Collected data:
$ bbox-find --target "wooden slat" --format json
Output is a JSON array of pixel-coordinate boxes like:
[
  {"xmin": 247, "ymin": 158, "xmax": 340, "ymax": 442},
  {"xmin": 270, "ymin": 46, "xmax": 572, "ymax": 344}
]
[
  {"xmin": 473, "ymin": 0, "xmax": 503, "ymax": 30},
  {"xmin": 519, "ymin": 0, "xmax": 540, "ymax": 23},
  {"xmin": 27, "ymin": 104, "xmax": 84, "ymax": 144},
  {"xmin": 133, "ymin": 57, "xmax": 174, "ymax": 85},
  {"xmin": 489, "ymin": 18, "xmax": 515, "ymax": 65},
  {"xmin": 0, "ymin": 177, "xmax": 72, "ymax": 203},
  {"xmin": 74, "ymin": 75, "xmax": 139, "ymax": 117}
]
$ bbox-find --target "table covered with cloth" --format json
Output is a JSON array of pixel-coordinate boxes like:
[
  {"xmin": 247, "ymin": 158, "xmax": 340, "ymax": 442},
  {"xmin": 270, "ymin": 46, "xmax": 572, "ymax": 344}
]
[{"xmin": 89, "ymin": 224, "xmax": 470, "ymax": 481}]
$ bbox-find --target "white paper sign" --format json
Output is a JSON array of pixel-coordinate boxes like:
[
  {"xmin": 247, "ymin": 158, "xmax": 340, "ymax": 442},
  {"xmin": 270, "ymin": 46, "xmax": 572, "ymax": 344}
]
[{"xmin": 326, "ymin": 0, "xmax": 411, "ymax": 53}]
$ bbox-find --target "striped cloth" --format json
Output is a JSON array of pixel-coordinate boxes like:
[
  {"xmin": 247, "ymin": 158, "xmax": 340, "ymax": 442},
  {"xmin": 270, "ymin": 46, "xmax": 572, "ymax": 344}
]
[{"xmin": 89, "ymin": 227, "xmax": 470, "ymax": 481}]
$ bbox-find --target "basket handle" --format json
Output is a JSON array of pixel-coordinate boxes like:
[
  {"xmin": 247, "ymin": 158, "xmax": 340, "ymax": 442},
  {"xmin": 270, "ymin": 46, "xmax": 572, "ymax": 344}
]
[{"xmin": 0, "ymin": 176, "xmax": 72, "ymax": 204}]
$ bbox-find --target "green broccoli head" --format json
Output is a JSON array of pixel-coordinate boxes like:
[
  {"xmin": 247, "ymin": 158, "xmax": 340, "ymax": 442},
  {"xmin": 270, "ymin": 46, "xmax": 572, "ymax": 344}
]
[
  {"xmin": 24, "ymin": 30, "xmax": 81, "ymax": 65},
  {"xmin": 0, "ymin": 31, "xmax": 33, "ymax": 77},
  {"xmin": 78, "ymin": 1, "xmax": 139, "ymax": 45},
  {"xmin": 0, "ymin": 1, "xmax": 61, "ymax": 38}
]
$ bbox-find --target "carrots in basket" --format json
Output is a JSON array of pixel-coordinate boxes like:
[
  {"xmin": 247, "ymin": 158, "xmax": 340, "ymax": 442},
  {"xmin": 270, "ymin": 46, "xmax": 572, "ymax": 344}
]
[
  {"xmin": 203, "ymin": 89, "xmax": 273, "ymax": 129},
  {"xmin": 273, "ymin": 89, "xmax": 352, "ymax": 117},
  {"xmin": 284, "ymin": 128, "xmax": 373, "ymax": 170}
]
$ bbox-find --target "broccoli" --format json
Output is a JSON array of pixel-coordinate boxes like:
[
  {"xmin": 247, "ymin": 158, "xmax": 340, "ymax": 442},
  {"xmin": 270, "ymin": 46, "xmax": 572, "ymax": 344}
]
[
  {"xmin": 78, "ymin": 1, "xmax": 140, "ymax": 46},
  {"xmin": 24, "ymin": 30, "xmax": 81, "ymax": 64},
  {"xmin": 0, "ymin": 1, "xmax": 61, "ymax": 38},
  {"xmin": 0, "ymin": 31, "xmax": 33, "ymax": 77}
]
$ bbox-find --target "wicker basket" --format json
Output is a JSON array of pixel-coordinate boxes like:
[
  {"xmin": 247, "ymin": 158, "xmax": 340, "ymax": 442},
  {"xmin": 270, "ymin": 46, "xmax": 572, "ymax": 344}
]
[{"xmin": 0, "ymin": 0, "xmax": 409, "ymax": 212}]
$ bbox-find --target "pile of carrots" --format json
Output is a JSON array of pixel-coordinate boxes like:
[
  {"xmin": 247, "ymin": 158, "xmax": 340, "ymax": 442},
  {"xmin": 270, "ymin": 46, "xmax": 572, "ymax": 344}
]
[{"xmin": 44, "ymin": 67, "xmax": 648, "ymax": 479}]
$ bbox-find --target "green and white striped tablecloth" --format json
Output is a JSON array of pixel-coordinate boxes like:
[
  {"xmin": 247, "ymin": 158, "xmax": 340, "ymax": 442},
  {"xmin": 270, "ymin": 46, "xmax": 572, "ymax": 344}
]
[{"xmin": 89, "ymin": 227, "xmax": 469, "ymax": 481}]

What is being asked –
Repeat the records above exactly, with nothing left out.

Response area –
$ bbox-find --target "wooden slat" --format json
Output is a JSON array of pixel-coordinate boxes like:
[
  {"xmin": 247, "ymin": 158, "xmax": 340, "ymax": 442},
  {"xmin": 270, "ymin": 46, "xmax": 572, "ymax": 344}
]
[
  {"xmin": 473, "ymin": 0, "xmax": 503, "ymax": 30},
  {"xmin": 519, "ymin": 0, "xmax": 540, "ymax": 23},
  {"xmin": 27, "ymin": 104, "xmax": 84, "ymax": 144},
  {"xmin": 133, "ymin": 57, "xmax": 174, "ymax": 85},
  {"xmin": 489, "ymin": 18, "xmax": 515, "ymax": 65},
  {"xmin": 0, "ymin": 177, "xmax": 72, "ymax": 203},
  {"xmin": 74, "ymin": 75, "xmax": 139, "ymax": 117}
]
$ bbox-find --target "table covered with cloth" --format json
Output is a JSON array of pixel-coordinate boxes like:
[
  {"xmin": 247, "ymin": 158, "xmax": 340, "ymax": 442},
  {"xmin": 270, "ymin": 46, "xmax": 572, "ymax": 344}
]
[{"xmin": 89, "ymin": 224, "xmax": 470, "ymax": 481}]
$ bbox-find --target "white paper sign" --format json
Output is a JSON array of pixel-coordinate boxes like:
[
  {"xmin": 247, "ymin": 158, "xmax": 340, "ymax": 442},
  {"xmin": 270, "ymin": 46, "xmax": 572, "ymax": 344}
]
[{"xmin": 326, "ymin": 0, "xmax": 411, "ymax": 53}]
$ bbox-find --target "striped cloth" --format json
Output is a JSON array of pixel-coordinate boxes like:
[
  {"xmin": 247, "ymin": 158, "xmax": 340, "ymax": 442},
  {"xmin": 270, "ymin": 46, "xmax": 572, "ymax": 344}
]
[{"xmin": 89, "ymin": 227, "xmax": 470, "ymax": 481}]
$ bbox-find --target "basket handle" --format json
Output is a JSON array of pixel-coordinate boxes like:
[
  {"xmin": 247, "ymin": 158, "xmax": 340, "ymax": 442},
  {"xmin": 270, "ymin": 46, "xmax": 572, "ymax": 344}
]
[{"xmin": 0, "ymin": 176, "xmax": 72, "ymax": 204}]
$ bbox-find --target "green broccoli head" --format json
Output is a JSON array of pixel-coordinate boxes like:
[
  {"xmin": 247, "ymin": 158, "xmax": 340, "ymax": 442},
  {"xmin": 270, "ymin": 46, "xmax": 572, "ymax": 344}
]
[
  {"xmin": 24, "ymin": 30, "xmax": 81, "ymax": 65},
  {"xmin": 0, "ymin": 31, "xmax": 33, "ymax": 77},
  {"xmin": 78, "ymin": 1, "xmax": 139, "ymax": 45},
  {"xmin": 0, "ymin": 1, "xmax": 61, "ymax": 38}
]
$ bbox-find --target "carrots in basket" --format json
Output is a JSON array of pixel-coordinate boxes like:
[
  {"xmin": 247, "ymin": 158, "xmax": 340, "ymax": 442},
  {"xmin": 270, "ymin": 46, "xmax": 572, "ymax": 344}
]
[
  {"xmin": 203, "ymin": 89, "xmax": 273, "ymax": 129},
  {"xmin": 273, "ymin": 89, "xmax": 352, "ymax": 117},
  {"xmin": 284, "ymin": 128, "xmax": 373, "ymax": 170}
]
$ bbox-find --target "broccoli" --format json
Output is a JSON array of pixel-coordinate boxes like:
[
  {"xmin": 247, "ymin": 158, "xmax": 340, "ymax": 442},
  {"xmin": 270, "ymin": 46, "xmax": 572, "ymax": 344}
]
[
  {"xmin": 78, "ymin": 1, "xmax": 140, "ymax": 46},
  {"xmin": 24, "ymin": 30, "xmax": 81, "ymax": 64},
  {"xmin": 0, "ymin": 1, "xmax": 61, "ymax": 38},
  {"xmin": 0, "ymin": 31, "xmax": 33, "ymax": 77}
]
$ bbox-find --target "wicker basket" --format json
Output is a JSON array of pixel-coordinate boxes like:
[
  {"xmin": 247, "ymin": 158, "xmax": 340, "ymax": 442},
  {"xmin": 270, "ymin": 46, "xmax": 572, "ymax": 344}
]
[{"xmin": 0, "ymin": 0, "xmax": 409, "ymax": 212}]
$ bbox-find --target "pile of carrots" --format json
Output is a JSON array of pixel-coordinate boxes like:
[
  {"xmin": 247, "ymin": 158, "xmax": 340, "ymax": 442},
  {"xmin": 270, "ymin": 46, "xmax": 572, "ymax": 344}
]
[{"xmin": 44, "ymin": 67, "xmax": 648, "ymax": 479}]
$ bbox-find --target "green and white striped tablecloth" --format json
Output is a JSON array of pixel-coordinate boxes like:
[
  {"xmin": 247, "ymin": 158, "xmax": 340, "ymax": 442},
  {"xmin": 270, "ymin": 46, "xmax": 572, "ymax": 344}
]
[{"xmin": 89, "ymin": 227, "xmax": 469, "ymax": 481}]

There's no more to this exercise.